I definitely think the Putnam exam tests mathematical "maturity" just as much as talent or raw knowledge. By maturity, I mean the somewhat less tangible things we pick up like gauging a problem's difficulty, anticipating the necessary techniques, knowing how to construct an intelligible argument, and knowing when to move on. Ego can be a huge issue as well - I know it was for me. I missed a lot of points on my second try because I tried to solve too many of the problems and ended up with many incomplete solutions instead of a couple complete ones.
I took the exam twice - once as a sophomore barely out of multivariable calculus, and again as a senior. While I had certainly learned more "math" in those two years, I think the real difference was that I had learned how to make a valid mathematical argument. So my 300-level intro to proof writing and analysis class was much more important than my 400-level differential equations and probability classes. I think the only thing that prevented me from doing extremely well was my ego (and a bit of experience).
As far as practicing/studying/preparing, my department offered a "prep" class which was taught by a former IMO medalist. We worked problems, mostly, but he was able to offer a lot of good strategies and tricks as well. The biggest takeaway message seemed to be that preparing to solve a problem is just as important as actually solving it! I.e. taking time to decompose the problem into its core pieces, look for tricks or "dimension reductions," try to figure out what the question is "really" about (i.e. maybe its not a linear algebra problem, but a counting problem). While you can sometimes make progress by jumping in the deep end, a little big-picture can go a long way. This is in stark contrast to the math GRE!
I also can't recommend enough cross-training in the form of reading about problem solving. Books like "How to Solve It", "Proofs from The Book", and blog posts by Terry Tao, etc. are a great resource. Books in a similar vein from the "other" sciences, like Feynman, can be surprisingly helpful as well - the techniques of discovery.
There is no peculiar year in the 21st century, since the middle two digits form a 1 digit number.
In the 20th century, any year is of the form $19xy$. Then the year is peculiar if and only if
$$19+xy=9x \Leftrightarrow 19+10x+y=90+x \Leftrightarrow 9x+y=71 \,.$$
Then since $0 \leq y \leq 9$ we get
$$9x \leq 71 \leq 9x+9 \Rightarrow 62 \leq 9x \leq 71 \Rightarrow x=7 \,.$$
Plugging $x=7$ in $9x+y=71$ we get that $y=8$.
Thus, the only peculiar year in 20's century is 1978.
If the question asks for the peculiar year before 1978, it must be in the 19th century or before:
Repeating:
In the 19th century, any year is of the form $18xy$. Then the year is peculiar if and only if
$$18+xy=8x \Leftrightarrow 18+10x+y=80+x \Leftrightarrow 9x+y=62 \,.$$
Then
$$9x \leq 62 \leq 9x+9 \Rightarrow 53 \leq 9x \leq 62 \Rightarrow x=6 \,.$$
Plugging $x=6$ in $9x+y=62$ we get that $y=8$.

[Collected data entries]
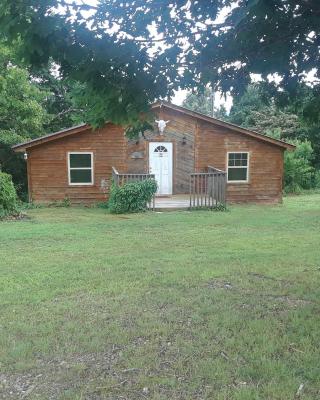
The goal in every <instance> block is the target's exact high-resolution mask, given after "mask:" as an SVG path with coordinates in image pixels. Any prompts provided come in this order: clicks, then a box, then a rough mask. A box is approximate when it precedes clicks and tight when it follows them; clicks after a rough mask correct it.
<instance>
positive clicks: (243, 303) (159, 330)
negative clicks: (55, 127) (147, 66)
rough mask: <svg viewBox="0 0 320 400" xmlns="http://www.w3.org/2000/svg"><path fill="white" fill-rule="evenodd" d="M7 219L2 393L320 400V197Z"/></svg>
mask: <svg viewBox="0 0 320 400" xmlns="http://www.w3.org/2000/svg"><path fill="white" fill-rule="evenodd" d="M28 216H29V219H26V220H23V221H8V222H1V223H0V254H1V258H0V274H1V281H0V304H1V313H0V360H1V368H0V398H1V399H6V400H7V399H9V400H10V399H32V400H33V399H41V400H46V399H59V400H60V399H72V400H74V399H110V400H111V399H112V400H116V399H128V400H135V399H157V400H160V399H170V400H172V399H173V400H174V399H179V400H180V399H190V400H191V399H192V400H198V399H199V400H200V399H238V400H239V399H243V400H251V399H272V400H275V399H279V400H284V399H295V398H299V399H317V398H319V397H320V364H319V359H320V347H319V332H320V307H319V299H320V285H319V283H320V195H309V196H297V197H288V198H286V199H285V201H284V204H283V205H279V206H234V207H231V208H230V210H229V211H228V212H224V213H222V212H220V213H219V212H210V211H208V212H207V211H197V212H187V211H183V212H167V213H151V212H149V213H145V214H139V215H128V216H113V215H110V214H108V213H106V211H105V210H103V209H98V208H97V209H85V208H40V209H34V210H30V211H28Z"/></svg>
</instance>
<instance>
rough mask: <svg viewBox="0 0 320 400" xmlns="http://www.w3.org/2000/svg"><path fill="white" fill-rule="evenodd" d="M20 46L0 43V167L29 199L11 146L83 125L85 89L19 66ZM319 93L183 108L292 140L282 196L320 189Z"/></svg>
mask: <svg viewBox="0 0 320 400" xmlns="http://www.w3.org/2000/svg"><path fill="white" fill-rule="evenodd" d="M19 51H20V46H19V43H16V44H15V45H14V46H11V47H8V46H7V45H4V44H1V41H0V167H1V170H2V171H4V172H7V173H9V174H11V175H12V177H13V182H14V184H15V187H16V189H17V192H18V195H19V197H20V198H21V199H22V200H25V199H27V180H26V163H25V161H24V160H23V155H22V154H15V153H14V152H13V151H12V150H11V146H12V145H14V144H16V143H19V142H23V141H26V140H29V139H33V138H35V137H38V136H41V135H43V134H45V133H49V132H53V131H57V130H59V129H63V128H66V127H70V126H72V125H74V124H77V123H80V122H82V121H83V114H84V111H83V108H85V107H86V105H85V104H84V99H83V97H82V93H83V89H84V88H83V87H82V86H81V85H80V84H79V83H77V82H74V81H70V80H66V79H63V80H62V79H61V78H60V76H59V72H58V67H57V66H56V65H54V64H51V65H49V66H48V67H47V68H46V69H41V70H39V69H37V70H32V68H31V67H28V68H27V67H26V66H25V65H24V64H23V62H22V61H21V60H22V58H21V56H20V54H19ZM318 104H319V98H318V95H317V92H316V91H314V90H313V89H312V88H310V87H308V86H306V85H301V86H300V88H299V90H298V91H295V95H294V96H293V95H289V94H286V93H285V92H279V91H277V90H275V88H274V87H273V86H272V85H266V84H265V83H256V84H251V85H250V86H248V87H247V90H246V91H245V93H244V94H243V95H242V96H239V97H236V98H234V99H233V106H232V108H231V110H230V112H229V113H227V112H226V110H225V109H224V108H223V107H221V108H220V109H218V110H217V109H214V110H212V108H213V107H212V95H211V91H210V89H206V90H204V91H202V92H200V93H197V94H189V95H188V96H187V98H186V100H185V102H184V106H185V107H188V108H190V109H193V110H195V111H199V112H202V113H204V114H208V115H214V116H215V117H217V118H220V119H222V120H225V121H228V122H231V123H234V124H237V125H240V126H243V127H246V128H249V129H253V130H255V131H257V132H260V133H262V134H266V135H270V136H273V137H276V138H280V139H284V140H287V141H290V142H292V143H294V144H296V145H297V150H296V151H295V152H293V153H288V152H287V153H286V155H285V179H284V182H285V187H284V189H285V191H286V192H295V193H296V192H299V191H301V190H302V189H311V188H317V187H320V172H319V171H320V121H319V113H318V112H317V110H314V109H313V108H314V107H317V105H318Z"/></svg>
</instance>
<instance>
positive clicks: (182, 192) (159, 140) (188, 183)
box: [127, 110, 196, 194]
mask: <svg viewBox="0 0 320 400" xmlns="http://www.w3.org/2000/svg"><path fill="white" fill-rule="evenodd" d="M159 119H164V120H166V121H167V120H170V122H169V124H168V125H167V127H166V129H165V132H164V134H163V135H159V133H158V128H157V127H155V130H154V131H153V132H151V131H147V132H145V135H144V136H145V137H146V139H143V138H141V139H140V140H139V141H138V142H136V141H130V142H129V144H128V153H127V154H128V157H127V167H128V171H129V172H136V173H139V172H140V173H141V172H148V171H149V142H171V143H172V152H173V154H172V157H173V163H172V178H173V182H172V189H173V194H179V193H189V190H190V189H189V176H190V174H191V173H192V172H194V170H195V159H194V154H195V153H194V150H195V142H194V138H195V127H196V124H195V120H194V118H191V117H189V116H187V115H182V114H181V113H176V112H173V111H171V110H168V111H167V110H166V111H165V112H164V111H162V110H161V111H160V115H159ZM183 137H185V141H186V144H182V141H183ZM135 152H139V153H141V154H142V155H143V158H140V159H133V158H132V154H133V153H135Z"/></svg>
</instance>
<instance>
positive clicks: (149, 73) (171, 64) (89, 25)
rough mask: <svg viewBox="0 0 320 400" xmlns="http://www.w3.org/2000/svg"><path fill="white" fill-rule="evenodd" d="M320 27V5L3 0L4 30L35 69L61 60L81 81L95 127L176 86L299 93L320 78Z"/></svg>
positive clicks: (129, 122) (59, 62)
mask: <svg viewBox="0 0 320 400" xmlns="http://www.w3.org/2000/svg"><path fill="white" fill-rule="evenodd" d="M225 10H227V11H229V13H228V15H227V17H226V18H218V19H217V16H219V14H221V12H225ZM319 22H320V2H319V1H318V0H304V1H301V0H239V1H238V2H234V1H232V0H201V1H199V0H195V1H191V2H190V1H189V0H166V1H162V0H127V1H122V0H100V1H99V0H97V2H96V5H89V4H86V3H85V2H81V1H76V0H74V1H73V0H41V1H40V0H39V1H36V0H23V1H14V2H13V1H11V0H0V24H1V27H2V29H3V32H4V34H5V35H6V36H7V38H8V39H16V38H19V40H21V41H22V42H23V44H24V47H23V53H22V54H21V56H22V57H23V58H24V60H25V62H26V63H27V64H32V65H33V67H36V68H42V67H43V66H45V65H47V63H48V62H49V60H50V59H53V61H54V62H55V63H57V64H58V65H59V66H60V72H61V74H62V76H63V77H67V78H69V79H72V80H74V81H78V82H80V83H81V85H83V89H82V105H84V106H85V111H86V120H87V121H88V122H91V123H92V124H93V125H99V124H102V123H103V122H104V121H105V120H112V121H114V122H120V123H128V124H132V123H135V124H136V123H137V120H138V119H139V115H140V113H141V112H144V111H147V110H148V105H149V104H150V103H152V102H153V101H154V100H156V99H158V98H166V97H170V96H172V94H173V91H174V90H175V89H178V88H184V89H186V88H194V87H196V86H203V87H204V86H205V85H206V84H208V83H210V84H211V86H212V88H213V89H214V90H218V89H219V90H221V91H222V92H224V93H225V92H228V91H229V92H230V93H231V94H239V93H241V91H242V90H243V89H244V88H245V87H246V86H247V84H248V83H249V82H250V74H252V73H257V74H261V76H262V78H264V79H266V78H267V76H268V75H269V74H273V73H277V74H278V75H279V76H280V77H281V78H282V81H281V83H280V85H281V86H282V87H284V88H286V90H290V91H291V93H292V91H293V90H294V88H295V87H296V84H297V82H300V81H301V80H303V79H304V76H305V73H306V72H309V71H311V70H312V69H313V68H314V69H315V70H314V74H315V79H318V80H319V70H318V69H317V68H318V65H319V61H320V60H319V40H320V23H319ZM315 83H318V81H316V82H315ZM316 112H317V113H318V111H317V110H316Z"/></svg>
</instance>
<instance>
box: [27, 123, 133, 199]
mask: <svg viewBox="0 0 320 400" xmlns="http://www.w3.org/2000/svg"><path fill="white" fill-rule="evenodd" d="M73 151H74V152H78V151H79V152H81V151H84V152H85V151H88V152H93V164H94V183H93V185H90V186H86V185H83V186H71V185H69V182H68V158H67V154H68V152H73ZM125 157H126V139H125V138H124V133H123V128H121V127H117V126H114V125H111V124H107V125H106V126H105V127H104V128H102V129H98V130H96V131H91V130H88V131H84V132H81V133H78V134H76V135H71V136H66V137H63V138H61V139H57V140H54V141H50V142H47V143H44V144H42V145H40V146H35V147H33V148H30V149H28V163H27V165H28V178H29V179H28V180H29V197H30V199H31V200H33V201H35V202H53V201H61V200H64V199H66V198H68V199H69V200H70V201H71V203H73V204H76V203H79V204H81V203H83V204H90V203H95V202H99V201H104V200H105V199H106V197H107V193H106V192H107V191H108V189H109V188H110V183H111V173H112V172H111V171H112V168H111V167H112V166H114V167H116V168H118V169H119V170H122V169H124V168H125Z"/></svg>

> [EXERCISE SET]:
1. Answer these from the forum thread:
(a) Who taught the department's prep class?
(b) What is the only peculiar year in the 20th century?
(c) Which class does the writer say mattered more than the 400-level differential equations and probability classes?
2. Repeat the portion of the forum thread that begins at the words "Thus, the only" and stops after "in $9x+y=62$ we get that $y=8$.".

> [TASK ANSWERS]:
1.
(a) A former IMO medalist.
(b) 1978.
(c) The 300-level intro to proof writing and analysis class.

2.
Thus, the only peculiar year in 20's century is 1978.
If the question asks for the peculiar year before 1978, it must be in the 19th century or before:
Repeating:
In the 19th century, any year is of the form $18xy$. Then the year is peculiar if and only if
$$18+xy=8x \Leftrightarrow 18+10x+y=80+x \Leftrightarrow 9x+y=62 \,.$$
Then
$$9x \leq 62 \leq 9x+9 \Rightarrow 53 \leq 9x \leq 62 \Rightarrow x=6 \,.$$
Plugging $x=6$ in $9x+y=62$ we get that $y=8$.